* _The problem_
Can you convert every item in the listing below into a two-column CSV with the columns instruction and reply, one row per item holding its text and its answer? Wrap each field in quotes and replace its line breaks with spaces.

Source records
═══
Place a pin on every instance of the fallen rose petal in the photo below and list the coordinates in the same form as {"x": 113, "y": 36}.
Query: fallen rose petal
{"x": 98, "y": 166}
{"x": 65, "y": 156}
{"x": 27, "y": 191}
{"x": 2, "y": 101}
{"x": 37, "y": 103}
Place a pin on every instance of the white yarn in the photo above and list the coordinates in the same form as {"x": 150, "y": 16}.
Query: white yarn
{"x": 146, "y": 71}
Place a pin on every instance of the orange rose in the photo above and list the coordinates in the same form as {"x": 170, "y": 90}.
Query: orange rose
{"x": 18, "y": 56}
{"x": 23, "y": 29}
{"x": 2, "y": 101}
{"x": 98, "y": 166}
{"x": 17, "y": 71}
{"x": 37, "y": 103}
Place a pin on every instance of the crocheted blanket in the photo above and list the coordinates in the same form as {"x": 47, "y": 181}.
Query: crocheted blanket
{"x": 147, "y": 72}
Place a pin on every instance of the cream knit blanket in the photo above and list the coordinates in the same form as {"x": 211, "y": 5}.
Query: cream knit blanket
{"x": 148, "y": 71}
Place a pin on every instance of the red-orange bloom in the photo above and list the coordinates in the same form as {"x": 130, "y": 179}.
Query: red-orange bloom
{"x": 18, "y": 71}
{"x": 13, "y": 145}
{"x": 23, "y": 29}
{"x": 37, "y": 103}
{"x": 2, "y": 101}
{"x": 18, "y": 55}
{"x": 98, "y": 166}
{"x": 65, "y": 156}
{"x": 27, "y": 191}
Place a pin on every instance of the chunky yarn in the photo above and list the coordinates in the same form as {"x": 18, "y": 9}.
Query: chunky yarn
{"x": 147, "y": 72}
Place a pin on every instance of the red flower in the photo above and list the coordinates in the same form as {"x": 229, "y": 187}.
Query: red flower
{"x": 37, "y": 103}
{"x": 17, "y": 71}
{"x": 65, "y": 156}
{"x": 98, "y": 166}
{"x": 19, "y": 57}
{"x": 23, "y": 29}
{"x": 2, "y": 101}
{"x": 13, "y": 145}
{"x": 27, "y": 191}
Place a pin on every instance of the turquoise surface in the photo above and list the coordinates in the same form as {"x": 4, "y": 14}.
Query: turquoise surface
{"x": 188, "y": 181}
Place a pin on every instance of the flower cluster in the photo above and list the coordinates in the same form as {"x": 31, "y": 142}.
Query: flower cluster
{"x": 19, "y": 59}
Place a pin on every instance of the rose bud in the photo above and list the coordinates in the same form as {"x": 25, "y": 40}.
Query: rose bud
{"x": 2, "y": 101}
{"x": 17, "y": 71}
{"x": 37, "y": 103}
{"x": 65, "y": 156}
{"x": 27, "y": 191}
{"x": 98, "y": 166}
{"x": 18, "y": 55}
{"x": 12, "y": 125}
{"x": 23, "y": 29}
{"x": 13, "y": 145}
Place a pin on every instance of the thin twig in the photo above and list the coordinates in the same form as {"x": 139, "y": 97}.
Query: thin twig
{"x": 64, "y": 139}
═══
* _Full response_
instruction,reply
"Place a pin on every instance of the fallen rose petal in the photo below and list the coordinates in the same form as {""x"": 113, ""y"": 36}. Query: fallen rose petal","{""x"": 98, ""y"": 166} {""x"": 65, ""y"": 156} {""x"": 27, ""y"": 191} {""x"": 2, ""y"": 101} {""x"": 37, ""y"": 103}"
"Place a pin on every instance of the white yarn in the photo above and list the coordinates in the same form as {""x"": 150, ""y"": 16}. Query: white yarn","{""x"": 146, ""y"": 71}"
"Place a pin on every instance of the orange rose in the photo above and list the coordinates in the same form as {""x"": 170, ""y"": 90}. Query: orange rose","{""x"": 18, ""y"": 56} {""x"": 23, ""y"": 29} {""x"": 2, ""y"": 101} {""x"": 98, ""y"": 166} {""x"": 17, ""y"": 71} {""x"": 37, ""y"": 103}"
"Place a pin on every instance of the crocheted blanket in the photo above and list the coordinates in the same form as {""x"": 47, ""y"": 181}. Query: crocheted blanket","{""x"": 147, ""y"": 72}"
"Place a pin on every instance of the cream knit blanket in the photo above and list the coordinates in the same form as {""x"": 211, ""y"": 5}. Query: cream knit blanket","{""x"": 148, ""y"": 71}"
"Place a pin on every instance of the red-orange bloom in the photo above and list the coordinates in the same form as {""x"": 130, ""y"": 179}. Query: red-orange bloom","{""x"": 18, ""y"": 71} {""x"": 13, ""y"": 145} {""x"": 23, ""y"": 29} {""x"": 37, ""y"": 103} {""x"": 2, ""y"": 101} {""x"": 18, ""y"": 55} {""x"": 98, ""y"": 166} {""x"": 65, ""y"": 156} {""x"": 27, ""y"": 191}"
"Place a pin on every instance of the chunky yarn in the photo above and list the coordinates in the same form as {""x"": 18, ""y"": 9}. Query: chunky yarn","{""x"": 147, ""y"": 72}"
"Place a pin on every instance of the red flower in the photo above and list the coordinates in the same form as {""x"": 229, ""y"": 187}. Query: red flower","{""x"": 37, ""y"": 103} {""x"": 17, ""y"": 71} {""x"": 65, ""y"": 156} {""x"": 98, ""y"": 166} {""x"": 19, ""y"": 57} {""x"": 23, ""y"": 29} {""x"": 2, ""y"": 101} {""x"": 13, ""y"": 145} {""x"": 27, ""y"": 191}"
"Place a pin on every instance of the turquoise surface in the photo above and list the coordinates in the same form as {""x"": 4, ""y"": 14}. Query: turquoise surface","{""x"": 188, ""y"": 181}"
"Place a pin on every instance of the flower cluster in the photo above and list the coordinates in the same form as {""x"": 31, ""y"": 142}. Query: flower cluster","{""x"": 19, ""y"": 59}"
"Place a pin on every instance of the rose bud in the photo above and list the coordinates in the same form as {""x"": 25, ""y"": 40}. Query: rose bud","{""x"": 2, ""y"": 101} {""x"": 17, ""y"": 71} {""x"": 37, ""y"": 103} {""x"": 65, ""y"": 156} {""x"": 27, ""y"": 191} {""x"": 98, ""y"": 166} {""x"": 18, ""y"": 55} {""x"": 12, ""y"": 125} {""x"": 23, ""y"": 29} {""x"": 13, ""y"": 145}"
"Place a pin on every instance of the thin twig in the photo above and list the coordinates in the same form as {""x"": 139, ""y"": 97}. Query: thin twig","{""x"": 64, ""y"": 139}"